## [Tugas Anda]
Tolong lanjutkan tulisan tentang ZARA dan fast fashion di bawah ini, mulai tepat setelah kalimat terakhirnya.

Oleh: Aily Natasya
Dari tirto.id, ZARA, brand ritel pakaian ini menghadapi kecaman publik usai merilis kampanye iklan terbarunya. Kampanye iklan tersebut menampilkan gambaran kontroversial yang menyerupai gambaran genosida di Gaza, Palestina. Ilustrasi mayat-mayat yang dibungkus dengan kantong mayat berwarna putih tampil dengan mencolok.
Iklan tersebut juga mengilustrasikan batu reruntuhan, dan potongan kardus yang mirip dengan peta Palestina yang terbalik. Visualisasi tersebut terlalu mirip dengan kondisi yang sedang terjadi di Gaza saat ini. Setelah itu, banyak sekali warganet yang beramai-ramai membagikan ini dan mengajak semua orang untuk sama-sama memboikot brand ZARA.
Brand tersebut memberikan klarifikasinya. Mereka menyatakan tidak tahu bahwa iklannya menyinggung banyak sekali orang berkaitan dengan konflik yang sedang terjadi. Katanya tidak ada niatan sama sekali untuk menyinggung isu yang dimaksud (genosida di Gaza). Namun bukannya meredakan amarah warganet, klarifikasi tersebut malah mengundang lebih banyak kecaman. Setelah semua yang terjadi, tidak ada kata maaf di klarifikasi tersebut. Zara seakan-akan mengatakan bahwa brand-nya tidak salah, dan reaksi orang-orang berlebihan.
Sisi gelap ZARA dan fast fashion
Selain alasan Palestina, ZARA juga menuai banyak sekali kontroversi. Selain dalam hal politik, brand ini juga bermasalah dalam hal lingkungan. Dari dulu sekali, sudah banyak bertebaran kampanye, artikel, dan pembahasan tentang bagaimana ZARA merusak bumi. Memangnya ada apa?
ZARA, adalah produk jenama yang memproduksi pakaian secara massal atau yang sering kita sebut dengan fast fashion. Fast fashion ini tidak hanya memproduksi secara massal, namun juga secara cepat. Perusahaan fast fashion seperti ZARA menekan harga produksi dengan memindahkan pabrik ke negara-negara berkembang yang juga dikenal sebagai praktik sweatshop.
Sweatshop sendiri terkenal akan keamanan kerjanya yang tidak terjamin, durasi kerjanya lama dan banyak, namun gajinya sangat kecil, berbanding jauh dengan tenaga yang diberikan. Hak pekerja tidak terpenuhi, namun tekanan terus ditumpuk.
Selain permasalahan internal, fast fashion juga memiliki masalah soal lingkungan karena bahan dasar yang dipakainya banyak yang merusak lingkungan. Dari jurno.id, industri fast fashion menyumbang 10% emisi karbon global dan menyumbang 500.000 ton microfiber ke laut. Lanjut lagi, ada 92 juta sampah tekstil yang terbuang di setiap tahunnya alias setara dengan 20% sampah global. Mayoritas pakaian ini dibuang di Dunia Selatan, salah duanya di Kenya dan Tanzania.

## [Data yang Diberikan]
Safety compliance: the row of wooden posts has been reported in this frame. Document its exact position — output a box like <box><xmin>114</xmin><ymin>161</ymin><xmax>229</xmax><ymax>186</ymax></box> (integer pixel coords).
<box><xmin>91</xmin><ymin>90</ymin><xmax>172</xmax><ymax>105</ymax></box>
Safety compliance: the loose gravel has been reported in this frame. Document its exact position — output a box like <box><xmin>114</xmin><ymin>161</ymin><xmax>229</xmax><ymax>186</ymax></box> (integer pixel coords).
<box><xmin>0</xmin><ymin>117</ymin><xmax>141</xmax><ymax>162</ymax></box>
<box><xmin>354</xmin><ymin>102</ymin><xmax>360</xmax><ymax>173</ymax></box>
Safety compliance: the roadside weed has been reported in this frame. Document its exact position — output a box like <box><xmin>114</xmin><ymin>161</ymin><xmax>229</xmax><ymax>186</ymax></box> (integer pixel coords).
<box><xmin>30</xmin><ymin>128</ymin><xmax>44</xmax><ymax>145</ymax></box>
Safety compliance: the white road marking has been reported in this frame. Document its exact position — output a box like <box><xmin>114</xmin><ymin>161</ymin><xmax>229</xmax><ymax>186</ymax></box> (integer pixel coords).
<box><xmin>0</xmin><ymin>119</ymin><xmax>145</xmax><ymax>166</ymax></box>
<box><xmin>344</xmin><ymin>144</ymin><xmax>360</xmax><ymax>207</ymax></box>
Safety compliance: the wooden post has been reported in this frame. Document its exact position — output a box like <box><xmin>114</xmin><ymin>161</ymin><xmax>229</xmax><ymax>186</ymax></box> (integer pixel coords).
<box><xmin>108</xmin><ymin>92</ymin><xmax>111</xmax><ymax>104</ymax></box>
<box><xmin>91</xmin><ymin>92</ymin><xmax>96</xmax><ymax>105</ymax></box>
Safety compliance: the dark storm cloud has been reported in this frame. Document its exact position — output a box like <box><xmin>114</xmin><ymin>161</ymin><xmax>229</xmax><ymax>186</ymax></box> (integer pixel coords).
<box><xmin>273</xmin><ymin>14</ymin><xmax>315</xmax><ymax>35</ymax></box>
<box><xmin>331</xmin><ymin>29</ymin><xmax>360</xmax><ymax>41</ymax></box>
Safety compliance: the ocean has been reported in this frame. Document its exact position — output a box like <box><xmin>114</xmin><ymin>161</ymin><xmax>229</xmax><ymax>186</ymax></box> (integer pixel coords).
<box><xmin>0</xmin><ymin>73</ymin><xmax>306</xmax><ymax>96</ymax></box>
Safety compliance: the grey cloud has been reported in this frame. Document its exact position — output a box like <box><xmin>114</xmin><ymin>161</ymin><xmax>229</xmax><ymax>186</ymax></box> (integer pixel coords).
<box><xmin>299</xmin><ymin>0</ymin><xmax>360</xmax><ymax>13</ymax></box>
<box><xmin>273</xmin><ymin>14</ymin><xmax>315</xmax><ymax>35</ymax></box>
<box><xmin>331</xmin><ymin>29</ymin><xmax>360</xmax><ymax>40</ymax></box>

## [Hasil]
Mengapa tidak didaur ulang saja? Jawabannya adalah tidak bisa. Produk fast fashion ini menggunakan polyester yang terbuat dari minyak bumi dan pakain-pakaian ini pun sudah tercampur dengan berbagai macam pewarna (yang juga terbuat dari turunan minyak bumi). Pemborosan emisi, pengeksploitasian buruh, dan produk dijual dengan harga yang kelewat tinggi. Dosanya... berat banget, kan? Kalau kata pejuang sustainable fashion, baju-baju yang kita beli di pasar fast fashion itu bau darah.
Sesuai dengan kekejaman-kekejamannya, memboikot ZARA menjadi langkah yang sangat tepat. Mungkin memboikot adalah langkah yang ringan. Namun akan sangat berdampak pada mereka jika aksi boikot ini dijalankan secara massal dan terus menerus. Karena sesungguhnya, selain brand ZARA, masih banyak brand kapitalis lainnya yang berkeliaran di dunia demokrasi ini.
Brand kapitalis semacam brand ZARA tidak akan sepenuhnya musnah. Ia akan terus ada dan berkembang. Kondisi ini tidak akan berubah selama yang dipakai adalah sistem yang memang melanggengkan brand kapitalis seperti ini. Tak peduli etika, lingkungan atau kesejahteraan pekerja. Sangat khas kapitalis.
Oleh karena itu, perubahan sistem itu penting bila kita ingin dunia menjadi lebih baik. Kkarena sistem yang kita jalankan akan membentuk seperti apa dunia kita, sesuai dengan sistem yang kita jalankan. Jika sistemnya buatan manusia, sudah terbukti banyak sekali cacatnya. Lantas, maukah kita mencoba sistem yang Allah buat? Wallahu alam. (rf/voa-islam.com)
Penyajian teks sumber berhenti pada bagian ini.